» **What the task asks**
Carry on the forum thread about planning a Yellowstone trip from the point where it stops.

» **Text passage**
Check the rentals on Worldmark Owners:  I think I just saw an Aug/Sept Yellowstone 3br rental there.....

Sorry if I'm not right on that.....cheers.


----------



## CO skier (Apr 26, 2016)

riverdees05 said:


> Which would be a better week to go, the last week of August or the first week of September?



I think the mosquitoes depart the last week of August, along with the crowds.  Of the two choices, I would go with September.

The third week of September is one of the best weeks of the year to visit Yellowstone and Grand Teton National Parks with the changing aspen at their peak beauty.


----------



## gmarine (Apr 26, 2016)

September is a great time to visit. Keep in mind the park is huge and even in Sept can take a long time to go short distances in the park. I highly recommend staying at more than one location in the park to enjoy the different areas.  We spent 9 days in the park split between Old Faithful Lodge, Lake Yellowstone Hotel and Canyon Lodge.  The rooms are small but the experience of staying in the park is amazing, especially Old Faithful Lodge with geysers right outside the lodge.  Its an amazing place especially if you plan on doing some hiking.


----------



## WinniWoman (Apr 26, 2016)

We actually had no problem visiting various parts of the park staying in West Yellowstone. We mapped out each day and were on the road by 9am. We did a different part of the park each day- was wonderful! And as I previously mentioned. we even hit the Tetons from there.

We did not eat out very much so I liked staying in one place. Kept all the food in the fridge and so on for the week. We packed lunches in the morning to take with us on our adventures. 

As soon as we arrived in West Yellowstone I called Old Faithful Lodge and made reservations for dinner for one evening during the week. We made sure to hit the lodge a bit earlier to take advantage of the historic tour they give. Really something to see and do.


----------



## Tamaradarann (Apr 29, 2016)

*Thank you all for your thoughts and ideas*

Thanks to everyone in TUG that gave your thoughts and ideas about Yellowstone,

At this late date we will probably not be able to score a good local timeshare.  We are going to stay in Jackson Hole at a Hampton Inn using our Hilton Honors points and getting a free breakfast each morning to start off our day.  We are only going to be there for 5 nights and will take in Yellowstone for 3 days or so and see what is around Jackson Hole for the other 2 days.


----------



## Passepartout (Apr 29, 2016)

you will be doing a LOT of driving. You might try to score one night inside Yellowstone at either Old Faithful or at Lake. It would be memorable. Honest. They do get cancellations, so keep trying.

[Added] from Jackson to W. Yellowstone and back is 300 miles. At 45 mph limit. Add a few stops to see thermal features or wildlife, and it's a very long day.

Jim


----------



## WinniWoman (Apr 30, 2016)

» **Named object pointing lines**

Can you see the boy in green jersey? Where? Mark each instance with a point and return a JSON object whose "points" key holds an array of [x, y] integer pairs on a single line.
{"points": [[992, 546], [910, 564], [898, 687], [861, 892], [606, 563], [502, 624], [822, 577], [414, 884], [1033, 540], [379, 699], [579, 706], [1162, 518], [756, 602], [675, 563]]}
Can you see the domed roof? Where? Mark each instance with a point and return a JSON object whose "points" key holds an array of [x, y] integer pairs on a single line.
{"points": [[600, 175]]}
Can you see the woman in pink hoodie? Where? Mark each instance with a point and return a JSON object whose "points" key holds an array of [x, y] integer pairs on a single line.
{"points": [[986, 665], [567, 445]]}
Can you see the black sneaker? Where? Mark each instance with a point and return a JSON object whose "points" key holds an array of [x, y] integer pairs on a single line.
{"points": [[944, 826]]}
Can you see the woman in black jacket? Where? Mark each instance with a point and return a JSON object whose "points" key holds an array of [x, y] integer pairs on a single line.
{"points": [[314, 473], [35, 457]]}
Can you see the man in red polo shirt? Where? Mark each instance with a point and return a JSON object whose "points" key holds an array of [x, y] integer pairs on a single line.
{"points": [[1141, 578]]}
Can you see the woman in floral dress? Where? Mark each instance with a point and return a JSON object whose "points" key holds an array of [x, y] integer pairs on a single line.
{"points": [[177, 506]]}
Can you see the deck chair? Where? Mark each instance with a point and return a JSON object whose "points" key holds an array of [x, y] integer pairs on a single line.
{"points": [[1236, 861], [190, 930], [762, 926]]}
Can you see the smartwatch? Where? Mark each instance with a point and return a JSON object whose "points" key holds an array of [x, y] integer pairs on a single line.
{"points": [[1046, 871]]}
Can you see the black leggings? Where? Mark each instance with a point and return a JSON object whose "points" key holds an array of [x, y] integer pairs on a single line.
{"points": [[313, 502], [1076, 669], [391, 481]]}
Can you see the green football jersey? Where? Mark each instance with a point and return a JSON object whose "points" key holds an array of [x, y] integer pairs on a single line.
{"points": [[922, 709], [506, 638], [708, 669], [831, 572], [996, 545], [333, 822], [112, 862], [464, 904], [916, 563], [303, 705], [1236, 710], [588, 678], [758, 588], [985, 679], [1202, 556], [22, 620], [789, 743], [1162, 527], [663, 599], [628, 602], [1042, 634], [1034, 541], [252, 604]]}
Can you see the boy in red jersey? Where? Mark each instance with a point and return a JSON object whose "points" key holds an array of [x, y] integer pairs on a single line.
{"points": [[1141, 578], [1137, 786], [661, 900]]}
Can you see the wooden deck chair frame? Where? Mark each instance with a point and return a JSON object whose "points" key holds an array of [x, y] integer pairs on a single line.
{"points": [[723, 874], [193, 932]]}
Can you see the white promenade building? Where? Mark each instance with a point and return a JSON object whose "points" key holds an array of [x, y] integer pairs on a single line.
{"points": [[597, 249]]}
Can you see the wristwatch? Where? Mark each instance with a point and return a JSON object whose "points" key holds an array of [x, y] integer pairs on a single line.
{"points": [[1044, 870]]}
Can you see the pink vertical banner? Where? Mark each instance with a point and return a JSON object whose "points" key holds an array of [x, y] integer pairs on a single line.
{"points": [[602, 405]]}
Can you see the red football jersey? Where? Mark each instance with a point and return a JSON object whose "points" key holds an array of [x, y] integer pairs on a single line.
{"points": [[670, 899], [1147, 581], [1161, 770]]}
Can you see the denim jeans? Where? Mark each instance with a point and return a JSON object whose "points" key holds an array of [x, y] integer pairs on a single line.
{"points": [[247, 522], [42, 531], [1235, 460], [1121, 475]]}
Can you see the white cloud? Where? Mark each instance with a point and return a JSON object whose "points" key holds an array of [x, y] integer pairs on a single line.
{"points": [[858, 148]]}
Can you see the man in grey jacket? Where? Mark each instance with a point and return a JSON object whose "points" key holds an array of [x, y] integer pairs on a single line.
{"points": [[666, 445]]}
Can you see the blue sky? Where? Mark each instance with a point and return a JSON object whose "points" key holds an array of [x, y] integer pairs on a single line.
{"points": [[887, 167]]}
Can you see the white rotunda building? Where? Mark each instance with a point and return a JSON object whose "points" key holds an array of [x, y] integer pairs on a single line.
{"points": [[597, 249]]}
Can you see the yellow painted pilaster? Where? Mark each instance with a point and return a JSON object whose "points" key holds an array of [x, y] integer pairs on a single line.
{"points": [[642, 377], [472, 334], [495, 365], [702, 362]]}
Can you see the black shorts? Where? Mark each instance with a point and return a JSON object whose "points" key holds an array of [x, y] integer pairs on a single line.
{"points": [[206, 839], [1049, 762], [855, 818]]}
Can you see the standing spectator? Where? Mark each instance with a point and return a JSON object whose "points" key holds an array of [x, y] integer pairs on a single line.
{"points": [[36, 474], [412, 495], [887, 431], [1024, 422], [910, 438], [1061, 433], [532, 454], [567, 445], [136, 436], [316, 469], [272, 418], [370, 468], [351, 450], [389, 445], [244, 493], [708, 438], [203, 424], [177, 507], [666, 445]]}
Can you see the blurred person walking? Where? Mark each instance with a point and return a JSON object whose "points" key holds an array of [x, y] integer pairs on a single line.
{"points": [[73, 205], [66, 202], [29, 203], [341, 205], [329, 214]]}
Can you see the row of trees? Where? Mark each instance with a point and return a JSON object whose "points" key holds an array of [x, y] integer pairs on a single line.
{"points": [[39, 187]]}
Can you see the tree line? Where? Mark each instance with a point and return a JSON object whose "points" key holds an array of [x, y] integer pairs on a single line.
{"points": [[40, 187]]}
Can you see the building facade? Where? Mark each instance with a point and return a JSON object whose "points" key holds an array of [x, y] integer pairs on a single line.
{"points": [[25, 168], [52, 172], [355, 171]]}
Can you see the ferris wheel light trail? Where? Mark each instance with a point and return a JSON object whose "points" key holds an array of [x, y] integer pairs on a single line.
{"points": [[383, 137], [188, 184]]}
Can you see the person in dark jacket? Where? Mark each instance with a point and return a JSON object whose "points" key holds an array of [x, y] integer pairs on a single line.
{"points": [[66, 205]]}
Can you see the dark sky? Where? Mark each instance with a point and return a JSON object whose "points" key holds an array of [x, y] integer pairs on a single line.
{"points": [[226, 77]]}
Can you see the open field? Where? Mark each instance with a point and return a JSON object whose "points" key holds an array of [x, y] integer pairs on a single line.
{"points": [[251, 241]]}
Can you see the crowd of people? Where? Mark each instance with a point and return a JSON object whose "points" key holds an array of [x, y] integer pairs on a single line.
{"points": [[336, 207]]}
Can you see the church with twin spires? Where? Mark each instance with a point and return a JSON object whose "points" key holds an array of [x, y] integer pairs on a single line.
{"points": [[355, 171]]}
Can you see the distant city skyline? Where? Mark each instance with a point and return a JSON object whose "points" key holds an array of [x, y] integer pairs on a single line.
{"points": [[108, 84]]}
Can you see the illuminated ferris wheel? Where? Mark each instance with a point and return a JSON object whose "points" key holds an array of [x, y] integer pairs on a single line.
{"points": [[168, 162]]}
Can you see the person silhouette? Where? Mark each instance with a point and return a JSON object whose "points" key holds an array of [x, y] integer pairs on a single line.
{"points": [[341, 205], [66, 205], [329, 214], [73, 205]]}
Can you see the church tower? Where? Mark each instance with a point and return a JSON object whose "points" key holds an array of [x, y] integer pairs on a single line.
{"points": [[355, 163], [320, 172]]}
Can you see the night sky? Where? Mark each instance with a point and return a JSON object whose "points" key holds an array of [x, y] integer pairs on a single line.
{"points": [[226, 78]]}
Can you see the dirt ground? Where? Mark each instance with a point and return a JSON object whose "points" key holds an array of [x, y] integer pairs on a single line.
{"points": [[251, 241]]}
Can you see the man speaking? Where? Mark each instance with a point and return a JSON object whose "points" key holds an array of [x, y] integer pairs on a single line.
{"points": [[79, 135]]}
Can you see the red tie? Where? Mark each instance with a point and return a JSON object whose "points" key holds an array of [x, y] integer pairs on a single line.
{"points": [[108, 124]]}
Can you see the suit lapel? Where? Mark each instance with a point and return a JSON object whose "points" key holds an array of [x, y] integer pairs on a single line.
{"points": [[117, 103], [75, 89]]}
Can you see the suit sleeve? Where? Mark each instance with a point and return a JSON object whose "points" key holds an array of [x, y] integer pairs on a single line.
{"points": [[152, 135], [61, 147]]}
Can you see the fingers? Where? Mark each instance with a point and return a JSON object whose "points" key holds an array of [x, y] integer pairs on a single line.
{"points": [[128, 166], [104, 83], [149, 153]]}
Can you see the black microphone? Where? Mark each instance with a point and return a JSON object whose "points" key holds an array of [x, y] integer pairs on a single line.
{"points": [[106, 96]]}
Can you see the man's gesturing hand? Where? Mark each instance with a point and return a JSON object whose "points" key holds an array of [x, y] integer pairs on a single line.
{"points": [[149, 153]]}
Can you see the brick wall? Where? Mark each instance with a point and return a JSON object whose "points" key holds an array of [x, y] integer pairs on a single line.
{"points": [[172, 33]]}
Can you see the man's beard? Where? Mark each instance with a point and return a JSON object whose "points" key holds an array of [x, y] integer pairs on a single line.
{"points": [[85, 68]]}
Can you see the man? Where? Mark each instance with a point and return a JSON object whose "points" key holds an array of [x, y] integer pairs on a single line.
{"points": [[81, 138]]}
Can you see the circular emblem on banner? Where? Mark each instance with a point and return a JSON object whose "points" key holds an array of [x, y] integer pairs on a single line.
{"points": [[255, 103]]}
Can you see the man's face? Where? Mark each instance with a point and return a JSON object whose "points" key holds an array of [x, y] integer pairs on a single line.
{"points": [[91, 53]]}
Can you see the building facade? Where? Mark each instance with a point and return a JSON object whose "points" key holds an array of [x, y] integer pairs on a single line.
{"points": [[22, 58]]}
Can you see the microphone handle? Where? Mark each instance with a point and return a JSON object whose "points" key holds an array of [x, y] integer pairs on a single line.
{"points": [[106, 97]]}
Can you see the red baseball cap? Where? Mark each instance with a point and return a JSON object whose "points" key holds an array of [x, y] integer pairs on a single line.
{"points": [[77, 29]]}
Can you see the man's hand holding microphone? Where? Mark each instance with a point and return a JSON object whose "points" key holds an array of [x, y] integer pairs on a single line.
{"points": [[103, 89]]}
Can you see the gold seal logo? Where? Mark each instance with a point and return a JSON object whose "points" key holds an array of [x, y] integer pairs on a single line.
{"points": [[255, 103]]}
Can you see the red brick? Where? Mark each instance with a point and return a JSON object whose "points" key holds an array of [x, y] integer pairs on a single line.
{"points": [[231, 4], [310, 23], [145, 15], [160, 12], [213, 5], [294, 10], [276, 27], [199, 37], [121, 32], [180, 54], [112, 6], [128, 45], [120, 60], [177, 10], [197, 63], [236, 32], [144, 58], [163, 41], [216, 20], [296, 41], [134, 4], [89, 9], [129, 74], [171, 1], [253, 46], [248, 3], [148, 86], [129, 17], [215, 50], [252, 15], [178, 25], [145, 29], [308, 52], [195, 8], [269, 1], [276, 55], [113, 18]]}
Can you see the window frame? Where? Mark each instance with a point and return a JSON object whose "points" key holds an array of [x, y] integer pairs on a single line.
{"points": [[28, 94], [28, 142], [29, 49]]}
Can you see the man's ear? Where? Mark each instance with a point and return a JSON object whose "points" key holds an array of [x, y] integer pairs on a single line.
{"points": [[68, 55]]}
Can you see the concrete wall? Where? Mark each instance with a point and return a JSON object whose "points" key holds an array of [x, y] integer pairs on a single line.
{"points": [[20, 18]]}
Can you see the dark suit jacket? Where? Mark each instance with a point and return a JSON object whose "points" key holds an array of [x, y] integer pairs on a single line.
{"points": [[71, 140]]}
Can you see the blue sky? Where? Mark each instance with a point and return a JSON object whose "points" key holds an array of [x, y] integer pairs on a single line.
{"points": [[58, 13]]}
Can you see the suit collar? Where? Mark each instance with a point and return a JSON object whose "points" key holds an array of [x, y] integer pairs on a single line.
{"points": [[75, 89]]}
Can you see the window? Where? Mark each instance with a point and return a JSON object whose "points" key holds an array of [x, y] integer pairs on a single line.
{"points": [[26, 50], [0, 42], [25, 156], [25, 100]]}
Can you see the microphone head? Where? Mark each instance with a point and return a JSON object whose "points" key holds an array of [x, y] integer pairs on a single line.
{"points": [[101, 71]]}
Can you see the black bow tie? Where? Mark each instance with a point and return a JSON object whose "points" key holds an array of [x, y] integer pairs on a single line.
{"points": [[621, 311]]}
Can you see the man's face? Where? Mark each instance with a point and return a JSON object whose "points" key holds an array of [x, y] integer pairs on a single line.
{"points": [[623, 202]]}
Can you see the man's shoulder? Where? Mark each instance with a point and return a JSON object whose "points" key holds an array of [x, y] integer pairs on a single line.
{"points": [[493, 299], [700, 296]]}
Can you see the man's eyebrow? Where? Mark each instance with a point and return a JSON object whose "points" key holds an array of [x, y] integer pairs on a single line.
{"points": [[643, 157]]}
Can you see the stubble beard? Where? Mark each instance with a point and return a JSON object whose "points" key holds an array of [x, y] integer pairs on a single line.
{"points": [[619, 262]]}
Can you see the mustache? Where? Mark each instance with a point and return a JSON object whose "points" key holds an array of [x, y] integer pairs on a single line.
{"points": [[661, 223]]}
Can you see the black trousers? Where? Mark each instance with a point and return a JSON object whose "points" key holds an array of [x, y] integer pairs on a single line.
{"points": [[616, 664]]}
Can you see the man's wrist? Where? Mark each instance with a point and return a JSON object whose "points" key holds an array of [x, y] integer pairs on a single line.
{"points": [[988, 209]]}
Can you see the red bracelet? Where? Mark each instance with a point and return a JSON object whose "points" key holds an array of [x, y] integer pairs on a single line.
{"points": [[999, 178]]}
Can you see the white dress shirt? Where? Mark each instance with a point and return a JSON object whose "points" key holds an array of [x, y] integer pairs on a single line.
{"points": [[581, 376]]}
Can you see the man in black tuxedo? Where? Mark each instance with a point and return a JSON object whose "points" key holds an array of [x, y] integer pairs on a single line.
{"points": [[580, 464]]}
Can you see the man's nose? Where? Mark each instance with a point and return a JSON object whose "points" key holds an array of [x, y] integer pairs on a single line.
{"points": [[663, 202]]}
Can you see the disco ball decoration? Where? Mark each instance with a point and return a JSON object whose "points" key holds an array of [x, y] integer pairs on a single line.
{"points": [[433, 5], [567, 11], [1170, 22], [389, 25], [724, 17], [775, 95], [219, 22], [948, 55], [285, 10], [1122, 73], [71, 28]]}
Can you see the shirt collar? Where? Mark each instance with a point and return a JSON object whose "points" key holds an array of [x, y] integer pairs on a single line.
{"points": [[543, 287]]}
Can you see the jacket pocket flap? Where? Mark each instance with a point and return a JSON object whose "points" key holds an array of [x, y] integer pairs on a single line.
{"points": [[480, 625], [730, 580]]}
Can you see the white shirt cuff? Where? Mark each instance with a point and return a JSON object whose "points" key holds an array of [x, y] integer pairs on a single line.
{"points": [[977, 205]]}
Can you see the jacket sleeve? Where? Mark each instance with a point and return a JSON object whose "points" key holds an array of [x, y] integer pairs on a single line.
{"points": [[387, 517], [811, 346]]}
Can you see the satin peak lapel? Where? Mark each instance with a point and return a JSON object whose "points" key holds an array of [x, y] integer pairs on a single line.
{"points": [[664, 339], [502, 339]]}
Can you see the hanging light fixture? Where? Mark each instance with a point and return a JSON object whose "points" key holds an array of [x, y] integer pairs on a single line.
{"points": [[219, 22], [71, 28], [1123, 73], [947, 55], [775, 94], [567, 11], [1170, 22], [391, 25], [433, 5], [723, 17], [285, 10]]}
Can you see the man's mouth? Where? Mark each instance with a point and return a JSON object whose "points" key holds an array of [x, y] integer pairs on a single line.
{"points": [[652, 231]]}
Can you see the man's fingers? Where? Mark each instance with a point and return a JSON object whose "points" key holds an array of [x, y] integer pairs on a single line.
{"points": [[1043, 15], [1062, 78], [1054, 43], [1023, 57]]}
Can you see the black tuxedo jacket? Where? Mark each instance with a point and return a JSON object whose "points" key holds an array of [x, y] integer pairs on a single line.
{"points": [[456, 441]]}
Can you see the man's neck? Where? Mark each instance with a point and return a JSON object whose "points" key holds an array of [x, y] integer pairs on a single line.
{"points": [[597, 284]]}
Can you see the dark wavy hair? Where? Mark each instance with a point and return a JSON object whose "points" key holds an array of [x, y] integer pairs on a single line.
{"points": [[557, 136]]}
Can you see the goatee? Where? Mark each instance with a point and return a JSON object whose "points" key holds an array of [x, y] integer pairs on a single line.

» **The answer**
Tamaradarann said:


> Thanks to everyone in TUG that gave your thoughts and ideas about Yellowstone,
> 
> At this late date we will probably not be able to score a good local timeshare.  We are going to stay in Jackson Hole at a Hampton Inn using our Hilton Honors points and getting a free breakfast each morning to start off our day.  We are only going to be there for 5 nights and will take in Yellowstone for 3 days or so and see what is around Jackson Hole for the other 2 days.



It's far from Jackson Hole to be going back and forth. The thing is you will go through the Tetons to get to Yellowstone and will probably want to spend some time there as well. Way too much driving to go back and forth. 

You couldn't maybe get a timeshare rental? That is what we did for West Yellowstone.


----------



## easyrider (Apr 30, 2016)

Tamaradarann said:


> Thanks to everyone in TUG that gave your thoughts and ideas about Yellowstone,
> 
> At this late date we will probably not be able to score a good local timeshare.  We are going to stay in Jackson Hole at a Hampton Inn using our Hilton Honors points and getting a free breakfast each morning to start off our day.  We are only going to be there for 5 nights and will take in Yellowstone for 3 days or so and see what is around Jackson Hole for the other 2 days.



Long drive with many slow moving vehicles on it, even in September. 

Bill


----------



## zinger1457 (Apr 30, 2016)

Agree with the above, Jackson is not a good home base for visiting Yellowstone.  It will be a good 4 hour R/T drive back and forth, not counting all the driving you'll be doing inside Yellowstone.  Jackson is a good home base for visiting Grand Teton NP, well worth a couple days visit.


----------



## gmarine (Apr 30, 2016)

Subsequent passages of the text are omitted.